(Location labeling records)
■ ■ ■ ■
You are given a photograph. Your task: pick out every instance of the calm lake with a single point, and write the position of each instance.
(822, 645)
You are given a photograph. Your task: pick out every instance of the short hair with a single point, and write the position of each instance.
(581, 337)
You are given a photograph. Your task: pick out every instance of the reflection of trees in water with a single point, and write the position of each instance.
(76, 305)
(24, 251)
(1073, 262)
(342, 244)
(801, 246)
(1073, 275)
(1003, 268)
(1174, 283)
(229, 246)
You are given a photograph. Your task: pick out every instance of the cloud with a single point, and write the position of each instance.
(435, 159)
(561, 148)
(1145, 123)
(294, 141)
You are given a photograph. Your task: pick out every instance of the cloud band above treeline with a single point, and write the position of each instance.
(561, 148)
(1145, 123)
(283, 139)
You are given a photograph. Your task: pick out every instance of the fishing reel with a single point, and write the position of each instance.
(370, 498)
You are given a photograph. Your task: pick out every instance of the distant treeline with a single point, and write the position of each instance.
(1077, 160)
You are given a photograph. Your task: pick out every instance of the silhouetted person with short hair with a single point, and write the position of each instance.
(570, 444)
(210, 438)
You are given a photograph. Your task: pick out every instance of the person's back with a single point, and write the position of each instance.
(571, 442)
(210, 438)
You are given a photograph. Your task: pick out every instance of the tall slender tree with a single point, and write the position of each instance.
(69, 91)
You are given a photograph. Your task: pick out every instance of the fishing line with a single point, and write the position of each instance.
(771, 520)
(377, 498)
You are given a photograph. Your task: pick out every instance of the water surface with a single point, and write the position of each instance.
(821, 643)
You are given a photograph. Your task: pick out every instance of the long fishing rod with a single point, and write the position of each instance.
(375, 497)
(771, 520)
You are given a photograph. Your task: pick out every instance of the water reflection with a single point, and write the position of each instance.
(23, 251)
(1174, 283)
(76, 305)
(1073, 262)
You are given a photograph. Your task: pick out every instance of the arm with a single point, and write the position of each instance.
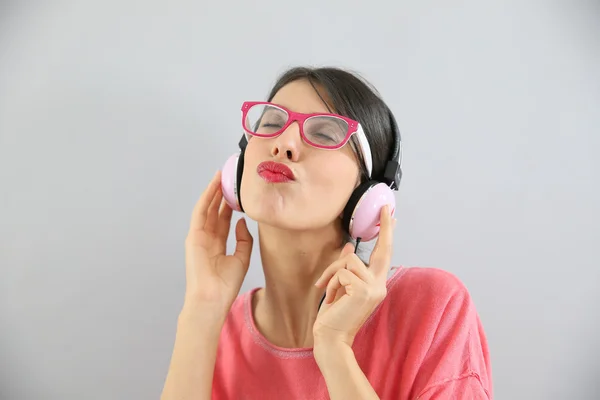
(343, 376)
(192, 364)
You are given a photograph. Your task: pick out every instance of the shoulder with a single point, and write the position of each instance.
(426, 284)
(422, 295)
(431, 311)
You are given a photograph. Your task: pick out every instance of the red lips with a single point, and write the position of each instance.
(274, 172)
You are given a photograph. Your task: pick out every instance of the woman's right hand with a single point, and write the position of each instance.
(214, 279)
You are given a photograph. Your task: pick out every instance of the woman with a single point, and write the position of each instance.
(414, 335)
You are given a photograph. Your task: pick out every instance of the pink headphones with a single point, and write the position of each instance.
(360, 218)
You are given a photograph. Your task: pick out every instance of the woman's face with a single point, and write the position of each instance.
(323, 179)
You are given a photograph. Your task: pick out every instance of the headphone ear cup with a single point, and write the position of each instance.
(361, 217)
(231, 177)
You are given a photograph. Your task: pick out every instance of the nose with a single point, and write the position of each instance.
(288, 144)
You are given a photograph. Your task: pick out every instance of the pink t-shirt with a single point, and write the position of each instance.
(424, 341)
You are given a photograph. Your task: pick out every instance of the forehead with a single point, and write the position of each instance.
(300, 96)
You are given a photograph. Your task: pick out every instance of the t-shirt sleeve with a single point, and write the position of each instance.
(448, 355)
(468, 387)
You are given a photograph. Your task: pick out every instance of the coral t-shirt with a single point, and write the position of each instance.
(424, 341)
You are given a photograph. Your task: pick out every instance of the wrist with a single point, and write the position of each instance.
(205, 315)
(329, 352)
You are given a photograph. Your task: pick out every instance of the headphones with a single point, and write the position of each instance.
(360, 218)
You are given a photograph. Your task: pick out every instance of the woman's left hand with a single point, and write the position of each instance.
(353, 290)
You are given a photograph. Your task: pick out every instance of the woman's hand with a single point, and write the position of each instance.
(213, 279)
(353, 290)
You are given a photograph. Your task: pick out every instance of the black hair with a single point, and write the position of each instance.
(354, 97)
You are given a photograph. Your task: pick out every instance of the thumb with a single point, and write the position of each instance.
(243, 247)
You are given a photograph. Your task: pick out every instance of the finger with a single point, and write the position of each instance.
(346, 280)
(352, 263)
(224, 222)
(243, 247)
(212, 214)
(381, 256)
(198, 218)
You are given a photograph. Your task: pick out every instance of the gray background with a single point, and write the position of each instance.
(115, 114)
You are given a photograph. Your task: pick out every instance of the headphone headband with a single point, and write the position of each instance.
(393, 168)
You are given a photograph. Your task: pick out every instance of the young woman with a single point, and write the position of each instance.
(307, 153)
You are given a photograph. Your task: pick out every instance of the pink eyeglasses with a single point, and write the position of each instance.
(320, 130)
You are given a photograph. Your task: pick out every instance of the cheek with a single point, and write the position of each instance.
(336, 177)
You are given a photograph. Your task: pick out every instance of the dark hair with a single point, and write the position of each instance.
(351, 96)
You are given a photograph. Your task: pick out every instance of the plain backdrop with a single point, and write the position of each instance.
(115, 114)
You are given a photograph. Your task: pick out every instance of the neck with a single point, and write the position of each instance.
(285, 310)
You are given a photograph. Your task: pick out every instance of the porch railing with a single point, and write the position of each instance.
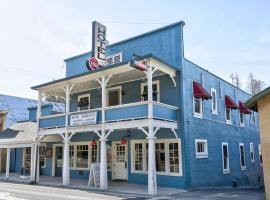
(131, 111)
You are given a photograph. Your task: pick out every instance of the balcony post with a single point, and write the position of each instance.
(103, 157)
(7, 163)
(152, 177)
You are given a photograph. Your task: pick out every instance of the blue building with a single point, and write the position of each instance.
(189, 130)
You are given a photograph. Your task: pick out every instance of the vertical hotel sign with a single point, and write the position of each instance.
(99, 43)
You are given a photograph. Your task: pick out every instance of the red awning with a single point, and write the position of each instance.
(243, 108)
(230, 103)
(200, 92)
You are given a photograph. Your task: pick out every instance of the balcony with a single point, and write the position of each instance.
(125, 112)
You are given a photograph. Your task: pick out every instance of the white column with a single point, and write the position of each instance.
(7, 163)
(66, 176)
(152, 177)
(103, 157)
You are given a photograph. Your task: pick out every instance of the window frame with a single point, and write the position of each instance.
(195, 114)
(119, 88)
(228, 121)
(214, 110)
(167, 158)
(82, 96)
(153, 83)
(225, 171)
(251, 152)
(204, 154)
(243, 167)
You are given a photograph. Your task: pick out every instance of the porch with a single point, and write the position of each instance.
(82, 184)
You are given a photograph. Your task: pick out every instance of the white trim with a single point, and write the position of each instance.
(251, 150)
(117, 88)
(167, 164)
(195, 114)
(214, 110)
(225, 171)
(82, 96)
(243, 167)
(201, 154)
(228, 121)
(153, 83)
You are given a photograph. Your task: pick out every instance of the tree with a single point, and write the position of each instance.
(254, 85)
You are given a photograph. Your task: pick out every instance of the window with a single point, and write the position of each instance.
(84, 102)
(138, 156)
(168, 160)
(113, 59)
(214, 101)
(156, 91)
(42, 155)
(225, 158)
(82, 156)
(242, 156)
(197, 107)
(241, 118)
(260, 154)
(228, 115)
(252, 119)
(72, 156)
(114, 96)
(201, 148)
(252, 158)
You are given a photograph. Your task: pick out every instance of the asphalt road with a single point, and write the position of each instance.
(12, 191)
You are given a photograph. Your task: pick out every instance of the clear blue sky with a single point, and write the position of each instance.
(221, 36)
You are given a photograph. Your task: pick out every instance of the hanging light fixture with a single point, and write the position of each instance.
(123, 141)
(94, 142)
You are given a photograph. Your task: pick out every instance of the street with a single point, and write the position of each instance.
(12, 191)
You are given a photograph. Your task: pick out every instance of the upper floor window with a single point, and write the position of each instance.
(156, 91)
(225, 158)
(242, 156)
(201, 148)
(84, 102)
(214, 101)
(114, 96)
(113, 59)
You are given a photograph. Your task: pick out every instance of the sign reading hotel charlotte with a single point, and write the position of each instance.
(83, 119)
(98, 46)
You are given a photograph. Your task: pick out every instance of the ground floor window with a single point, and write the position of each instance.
(242, 156)
(225, 157)
(167, 152)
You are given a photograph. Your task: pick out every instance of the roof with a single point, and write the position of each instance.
(19, 134)
(252, 102)
(133, 38)
(101, 69)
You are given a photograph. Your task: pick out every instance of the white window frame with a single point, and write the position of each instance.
(260, 154)
(201, 154)
(214, 110)
(195, 114)
(228, 121)
(225, 171)
(243, 167)
(119, 95)
(82, 96)
(113, 58)
(242, 124)
(251, 150)
(167, 158)
(153, 83)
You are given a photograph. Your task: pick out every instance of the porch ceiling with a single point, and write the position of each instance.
(120, 74)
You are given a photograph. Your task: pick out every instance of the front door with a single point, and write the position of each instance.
(58, 161)
(120, 155)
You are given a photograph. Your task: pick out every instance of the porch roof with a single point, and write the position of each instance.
(119, 68)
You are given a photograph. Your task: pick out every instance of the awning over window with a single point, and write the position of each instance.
(243, 108)
(200, 92)
(230, 103)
■ ■ ■ ■
*Your instructions*:
Give back exactly the lines from the line holding "of the ground" through the last line of the listing, including both.

*Finished exercise*:
You are given a photograph. Your task: pick out every instance of the ground floor window with a single point, and write the position of each instance.
(242, 156)
(225, 157)
(167, 152)
You are given a photograph. Your task: pick out every instance of the roof with a single point, and write the position of each instance.
(19, 134)
(252, 102)
(133, 38)
(101, 69)
You are given a photograph. Your task: pick out every instance of the white window frame with a single point, and write the position of each instance.
(260, 154)
(201, 154)
(214, 110)
(195, 114)
(228, 121)
(225, 171)
(243, 167)
(119, 95)
(82, 96)
(113, 58)
(242, 124)
(251, 150)
(167, 158)
(153, 83)
You are given a photograph. Your task: pick out every instance of the porch ceiling with a single point, and write the position of each instance.
(120, 74)
You are given a photograph. Your task: pick out every instance of the front door with a single point, and write the position of each instance.
(58, 161)
(120, 155)
You are given a photograph. Your task: pick out every instance of the porch roof with a single point, and write the position of each instance.
(119, 68)
You are given a photograph. Your task: pick out every instance of the awning over window with a single point, and write the position of each instance.
(243, 108)
(200, 92)
(230, 103)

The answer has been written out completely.